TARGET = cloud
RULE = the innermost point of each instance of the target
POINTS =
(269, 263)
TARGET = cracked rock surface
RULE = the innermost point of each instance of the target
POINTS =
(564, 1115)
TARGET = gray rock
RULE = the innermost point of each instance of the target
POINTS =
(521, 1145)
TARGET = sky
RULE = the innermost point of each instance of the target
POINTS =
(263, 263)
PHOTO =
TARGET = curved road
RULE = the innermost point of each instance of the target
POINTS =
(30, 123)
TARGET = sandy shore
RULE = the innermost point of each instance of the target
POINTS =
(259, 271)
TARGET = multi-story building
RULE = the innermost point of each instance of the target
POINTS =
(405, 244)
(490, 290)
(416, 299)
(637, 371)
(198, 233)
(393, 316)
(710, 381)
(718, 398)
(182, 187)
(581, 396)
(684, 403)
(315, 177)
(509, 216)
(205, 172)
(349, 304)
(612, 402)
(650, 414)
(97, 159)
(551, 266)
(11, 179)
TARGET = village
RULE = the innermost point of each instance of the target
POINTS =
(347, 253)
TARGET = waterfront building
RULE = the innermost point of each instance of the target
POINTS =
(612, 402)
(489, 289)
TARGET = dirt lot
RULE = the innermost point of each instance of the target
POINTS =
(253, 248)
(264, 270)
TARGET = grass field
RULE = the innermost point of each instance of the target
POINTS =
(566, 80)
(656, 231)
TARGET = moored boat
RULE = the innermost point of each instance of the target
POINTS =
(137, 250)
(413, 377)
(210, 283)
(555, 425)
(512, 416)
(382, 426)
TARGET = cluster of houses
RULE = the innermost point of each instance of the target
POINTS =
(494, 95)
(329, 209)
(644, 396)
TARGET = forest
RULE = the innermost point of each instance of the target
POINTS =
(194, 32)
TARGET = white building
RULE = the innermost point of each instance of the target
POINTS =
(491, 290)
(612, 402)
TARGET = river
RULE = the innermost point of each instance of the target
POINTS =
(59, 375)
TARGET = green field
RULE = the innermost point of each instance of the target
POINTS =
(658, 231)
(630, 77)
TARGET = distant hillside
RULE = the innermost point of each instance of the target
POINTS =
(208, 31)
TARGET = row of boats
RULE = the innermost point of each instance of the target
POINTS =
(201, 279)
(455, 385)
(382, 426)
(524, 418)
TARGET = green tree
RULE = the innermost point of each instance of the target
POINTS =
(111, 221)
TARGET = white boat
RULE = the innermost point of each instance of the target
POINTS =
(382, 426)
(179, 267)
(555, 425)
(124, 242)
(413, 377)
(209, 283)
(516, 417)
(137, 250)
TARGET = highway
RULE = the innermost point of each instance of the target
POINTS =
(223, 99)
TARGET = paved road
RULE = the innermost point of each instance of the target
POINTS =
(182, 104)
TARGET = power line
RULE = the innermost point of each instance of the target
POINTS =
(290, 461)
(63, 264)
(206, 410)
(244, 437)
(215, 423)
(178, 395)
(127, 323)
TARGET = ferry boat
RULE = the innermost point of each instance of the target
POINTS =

Task objective: Retype exactly, please, each line from the line that contains "TARGET = river" through the last line of the entries above, with nothing added.

Exercise solution:
TARGET = river
RULE = the innermost point of each instance of the target
POINTS =
(59, 375)
TARGET = green field
RULE = the innermost point of each instance of the target
POINTS =
(658, 231)
(630, 77)
TARGET = distant hillside
RULE = the innermost point of each instance of the target
POINTS =
(208, 31)
TARGET = row of boats
RULE = the innermost point of each instance of the target
POINTS =
(201, 279)
(455, 385)
(382, 426)
(524, 418)
TARGET = green tree
RULE = the innermost point of each instance of the target
POINTS =
(111, 221)
TARGET = white boat
RULE = the innermost point of each instance of the target
POINTS =
(382, 426)
(179, 267)
(555, 425)
(124, 242)
(413, 377)
(209, 283)
(516, 417)
(137, 250)
TARGET = highway
RULE = the innermost point of each instance of the target
POINTS =
(223, 99)
TARGET = paved road
RULE = the innermost point of each instance of the target
POINTS =
(182, 104)
TARGET = power line
RULE = the innermost point of each instance of the target
POINTS =
(290, 461)
(63, 264)
(206, 410)
(244, 437)
(215, 423)
(178, 395)
(127, 323)
TARGET = ferry boat
RULE = the innermost point of each instance of the target
POINTS =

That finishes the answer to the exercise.